▶ THE PROBLEM: Every record is to be returned as written, with no omissions.

Stored items

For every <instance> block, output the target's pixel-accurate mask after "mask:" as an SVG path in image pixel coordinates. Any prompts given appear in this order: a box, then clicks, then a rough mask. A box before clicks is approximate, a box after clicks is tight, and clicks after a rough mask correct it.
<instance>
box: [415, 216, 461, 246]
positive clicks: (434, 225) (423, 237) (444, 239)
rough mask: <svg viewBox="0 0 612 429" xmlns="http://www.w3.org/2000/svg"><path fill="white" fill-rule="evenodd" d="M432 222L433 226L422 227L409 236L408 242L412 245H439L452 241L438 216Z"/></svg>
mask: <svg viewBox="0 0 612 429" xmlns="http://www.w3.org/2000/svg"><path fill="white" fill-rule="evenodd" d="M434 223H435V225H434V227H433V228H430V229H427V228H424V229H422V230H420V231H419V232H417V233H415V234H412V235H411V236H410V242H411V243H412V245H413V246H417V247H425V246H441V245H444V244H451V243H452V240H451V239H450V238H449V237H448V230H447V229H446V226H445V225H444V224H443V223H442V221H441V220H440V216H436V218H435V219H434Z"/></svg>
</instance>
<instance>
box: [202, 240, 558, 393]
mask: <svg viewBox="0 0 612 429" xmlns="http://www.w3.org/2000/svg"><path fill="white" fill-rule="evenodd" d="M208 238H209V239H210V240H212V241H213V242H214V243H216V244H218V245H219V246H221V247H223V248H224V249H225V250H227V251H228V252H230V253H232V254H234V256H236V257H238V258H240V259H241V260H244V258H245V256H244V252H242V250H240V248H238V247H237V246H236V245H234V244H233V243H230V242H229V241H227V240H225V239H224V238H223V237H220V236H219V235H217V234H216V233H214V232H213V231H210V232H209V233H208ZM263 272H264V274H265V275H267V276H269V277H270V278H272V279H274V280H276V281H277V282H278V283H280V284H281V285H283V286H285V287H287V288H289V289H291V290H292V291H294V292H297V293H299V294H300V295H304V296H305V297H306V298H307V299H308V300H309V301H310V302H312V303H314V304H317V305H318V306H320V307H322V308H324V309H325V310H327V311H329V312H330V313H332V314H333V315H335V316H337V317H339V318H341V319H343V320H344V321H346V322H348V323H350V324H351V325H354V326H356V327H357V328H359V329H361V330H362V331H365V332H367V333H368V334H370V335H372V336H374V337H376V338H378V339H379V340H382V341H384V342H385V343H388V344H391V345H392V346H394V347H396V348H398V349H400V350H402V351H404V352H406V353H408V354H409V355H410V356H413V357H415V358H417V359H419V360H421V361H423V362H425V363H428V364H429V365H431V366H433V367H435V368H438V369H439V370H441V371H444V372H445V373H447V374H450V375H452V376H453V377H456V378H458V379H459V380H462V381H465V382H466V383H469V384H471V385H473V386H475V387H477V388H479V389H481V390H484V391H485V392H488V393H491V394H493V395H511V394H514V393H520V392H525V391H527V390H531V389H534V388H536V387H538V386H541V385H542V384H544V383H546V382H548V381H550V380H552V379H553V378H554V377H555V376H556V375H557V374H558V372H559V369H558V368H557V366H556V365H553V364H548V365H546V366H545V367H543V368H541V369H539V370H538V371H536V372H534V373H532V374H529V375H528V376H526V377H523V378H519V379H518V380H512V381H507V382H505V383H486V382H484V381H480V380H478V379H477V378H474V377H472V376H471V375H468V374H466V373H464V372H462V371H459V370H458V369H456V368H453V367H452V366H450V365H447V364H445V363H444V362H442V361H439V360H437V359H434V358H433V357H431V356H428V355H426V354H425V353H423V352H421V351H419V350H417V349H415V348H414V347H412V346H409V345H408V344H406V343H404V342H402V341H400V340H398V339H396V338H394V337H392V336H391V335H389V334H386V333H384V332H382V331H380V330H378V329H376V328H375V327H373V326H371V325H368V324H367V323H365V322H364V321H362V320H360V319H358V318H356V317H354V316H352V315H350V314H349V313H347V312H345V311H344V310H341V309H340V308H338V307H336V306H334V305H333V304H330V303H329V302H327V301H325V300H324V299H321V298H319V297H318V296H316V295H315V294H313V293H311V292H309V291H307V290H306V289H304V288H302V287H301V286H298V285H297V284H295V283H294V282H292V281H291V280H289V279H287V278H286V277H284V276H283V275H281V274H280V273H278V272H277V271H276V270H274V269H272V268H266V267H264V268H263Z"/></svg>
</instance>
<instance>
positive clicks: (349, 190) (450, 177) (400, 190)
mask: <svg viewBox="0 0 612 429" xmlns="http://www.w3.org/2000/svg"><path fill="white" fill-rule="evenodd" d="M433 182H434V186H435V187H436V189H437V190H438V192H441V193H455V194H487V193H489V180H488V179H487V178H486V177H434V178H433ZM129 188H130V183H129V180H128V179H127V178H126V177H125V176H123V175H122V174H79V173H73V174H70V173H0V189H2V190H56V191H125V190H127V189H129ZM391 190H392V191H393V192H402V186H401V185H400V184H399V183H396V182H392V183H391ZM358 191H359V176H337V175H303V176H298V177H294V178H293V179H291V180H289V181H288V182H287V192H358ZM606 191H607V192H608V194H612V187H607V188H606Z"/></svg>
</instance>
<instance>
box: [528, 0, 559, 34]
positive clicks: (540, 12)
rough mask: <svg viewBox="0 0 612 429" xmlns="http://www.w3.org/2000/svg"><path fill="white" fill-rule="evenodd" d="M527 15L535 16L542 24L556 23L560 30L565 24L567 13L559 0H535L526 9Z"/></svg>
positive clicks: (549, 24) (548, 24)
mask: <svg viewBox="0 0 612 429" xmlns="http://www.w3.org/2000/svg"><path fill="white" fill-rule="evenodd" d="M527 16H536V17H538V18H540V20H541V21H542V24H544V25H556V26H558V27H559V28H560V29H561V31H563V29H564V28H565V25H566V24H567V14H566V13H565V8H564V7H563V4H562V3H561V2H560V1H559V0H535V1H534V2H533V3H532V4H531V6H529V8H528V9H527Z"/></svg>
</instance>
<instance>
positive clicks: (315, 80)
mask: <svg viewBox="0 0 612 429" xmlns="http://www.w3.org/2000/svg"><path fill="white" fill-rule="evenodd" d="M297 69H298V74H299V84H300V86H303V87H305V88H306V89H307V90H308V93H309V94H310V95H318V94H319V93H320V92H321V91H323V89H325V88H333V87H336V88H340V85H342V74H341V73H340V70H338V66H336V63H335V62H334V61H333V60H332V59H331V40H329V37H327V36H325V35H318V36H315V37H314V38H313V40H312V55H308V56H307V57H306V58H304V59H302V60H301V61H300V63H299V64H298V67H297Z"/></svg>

▶ FINISHED EXERCISE:
For every <instance> block, output the target's pixel-accurate mask after "mask:" as an SVG path in image pixel coordinates. Any prompts given appear in this order: a box, then clicks, then a rough mask. A box before clicks is approximate, a box after clicks is tight, and clicks after a rough mask correct it.
<instance>
box: [415, 216, 461, 246]
positive clicks: (434, 225) (423, 237) (444, 239)
rough mask: <svg viewBox="0 0 612 429" xmlns="http://www.w3.org/2000/svg"><path fill="white" fill-rule="evenodd" d="M432 222L433 226L422 227L409 236L408 242L412 245H439L452 241L438 216Z"/></svg>
mask: <svg viewBox="0 0 612 429" xmlns="http://www.w3.org/2000/svg"><path fill="white" fill-rule="evenodd" d="M434 223H435V225H434V227H433V228H430V229H427V228H424V229H422V230H420V231H419V232H417V233H415V234H412V235H411V236H410V242H411V243H412V245H413V246H417V247H425V246H441V245H444V244H451V243H452V240H451V239H450V238H449V237H448V230H447V229H446V226H445V225H444V224H443V223H442V221H441V220H440V216H436V218H435V219H434Z"/></svg>
</instance>
<instance>
box: [202, 240, 558, 393]
mask: <svg viewBox="0 0 612 429" xmlns="http://www.w3.org/2000/svg"><path fill="white" fill-rule="evenodd" d="M208 238H209V239H210V240H212V241H213V242H214V243H216V244H218V245H219V246H221V247H223V248H224V249H225V250H227V251H228V252H230V253H232V254H234V256H236V257H238V258H240V259H241V260H244V258H245V256H244V252H242V250H240V248H238V247H237V246H236V245H234V244H233V243H230V242H229V241H227V240H225V239H224V238H223V237H220V236H219V235H217V234H216V233H214V232H213V231H210V232H209V233H208ZM263 272H264V274H265V275H267V276H269V277H270V278H272V279H274V280H276V281H277V282H278V283H280V284H281V285H283V286H285V287H287V288H289V289H291V290H292V291H294V292H297V293H299V294H300V295H304V296H305V297H306V298H307V299H308V300H309V301H310V302H312V303H314V304H317V305H318V306H320V307H322V308H324V309H325V310H327V311H329V312H330V313H332V314H333V315H335V316H337V317H339V318H341V319H343V320H344V321H346V322H348V323H350V324H351V325H354V326H356V327H357V328H359V329H361V330H362V331H365V332H367V333H368V334H370V335H372V336H374V337H376V338H378V339H379V340H382V341H384V342H385V343H388V344H391V345H392V346H394V347H396V348H398V349H400V350H402V351H404V352H406V353H408V354H409V355H410V356H413V357H415V358H417V359H419V360H421V361H423V362H425V363H428V364H429V365H431V366H433V367H435V368H438V369H439V370H441V371H444V372H445V373H447V374H450V375H452V376H453V377H456V378H458V379H459V380H462V381H465V382H466V383H469V384H471V385H473V386H475V387H477V388H479V389H481V390H484V391H485V392H488V393H491V394H493V395H511V394H514V393H520V392H525V391H527V390H531V389H534V388H536V387H538V386H541V385H542V384H544V383H546V382H548V381H550V380H552V379H553V378H554V377H555V376H556V375H557V374H558V372H559V369H558V368H557V366H556V365H553V364H548V365H546V366H545V367H543V368H541V369H539V370H538V371H536V372H534V373H532V374H529V375H528V376H526V377H523V378H519V379H518V380H512V381H507V382H505V383H486V382H484V381H480V380H478V379H477V378H474V377H472V376H471V375H468V374H466V373H464V372H462V371H459V370H458V369H456V368H453V367H452V366H450V365H447V364H445V363H444V362H442V361H439V360H437V359H434V358H433V357H431V356H428V355H426V354H425V353H423V352H421V351H419V350H417V349H415V348H414V347H412V346H409V345H408V344H406V343H404V342H402V341H400V340H398V339H396V338H394V337H392V336H391V335H389V334H386V333H384V332H382V331H380V330H378V329H376V328H375V327H373V326H371V325H368V324H367V323H365V322H364V321H362V320H360V319H358V318H356V317H354V316H352V315H350V314H349V313H347V312H345V311H344V310H341V309H340V308H338V307H336V306H334V305H333V304H330V303H329V302H327V301H325V300H324V299H321V298H319V297H318V296H316V295H315V294H313V293H311V292H309V291H307V290H306V289H304V288H302V287H301V286H298V285H297V284H295V283H294V282H292V281H291V280H289V279H287V278H286V277H284V276H283V275H281V274H280V273H278V272H277V271H276V270H274V269H272V268H266V267H264V268H263Z"/></svg>
</instance>
<instance>
positive clicks: (349, 190) (450, 177) (400, 190)
mask: <svg viewBox="0 0 612 429" xmlns="http://www.w3.org/2000/svg"><path fill="white" fill-rule="evenodd" d="M433 182H434V186H435V187H436V189H437V190H438V192H441V193H455V194H487V193H489V180H488V179H487V178H486V177H434V178H433ZM129 188H130V183H129V180H128V179H127V178H126V177H125V176H123V175H122V174H79V173H73V174H70V173H0V189H2V190H56V191H125V190H127V189H129ZM391 190H392V191H393V192H402V186H401V185H400V184H399V183H396V182H392V183H391ZM358 191H359V176H337V175H303V176H298V177H294V178H293V179H291V180H289V181H288V182H287V192H358ZM606 191H607V192H608V194H612V187H607V188H606Z"/></svg>
</instance>
<instance>
box: [528, 0, 559, 34]
positive clicks: (540, 12)
rough mask: <svg viewBox="0 0 612 429" xmlns="http://www.w3.org/2000/svg"><path fill="white" fill-rule="evenodd" d="M527 15L535 16L542 24L556 23L560 30L565 24L567 13L559 0H535L526 9Z"/></svg>
positive clicks: (549, 24) (548, 24)
mask: <svg viewBox="0 0 612 429" xmlns="http://www.w3.org/2000/svg"><path fill="white" fill-rule="evenodd" d="M527 16H536V17H538V18H540V20H541V21H542V24H544V25H556V26H558V27H559V28H560V29H561V31H563V29H564V28H565V25H566V24H567V14H566V13H565V8H564V7H563V4H562V3H561V2H560V1H559V0H535V1H534V2H533V3H532V4H531V6H529V8H528V9H527Z"/></svg>
</instance>
<instance>
positive clicks: (315, 80)
mask: <svg viewBox="0 0 612 429" xmlns="http://www.w3.org/2000/svg"><path fill="white" fill-rule="evenodd" d="M297 69H298V74H299V84H300V86H303V87H305V88H306V89H307V90H308V93H309V94H310V95H318V94H319V93H320V92H321V91H323V89H325V88H333V87H336V88H340V85H342V74H341V73H340V70H338V66H336V63H335V62H334V61H333V60H332V59H331V40H329V37H327V36H325V35H318V36H315V37H314V38H313V40H312V55H308V56H307V57H306V58H304V59H302V60H301V61H300V63H299V64H298V67H297Z"/></svg>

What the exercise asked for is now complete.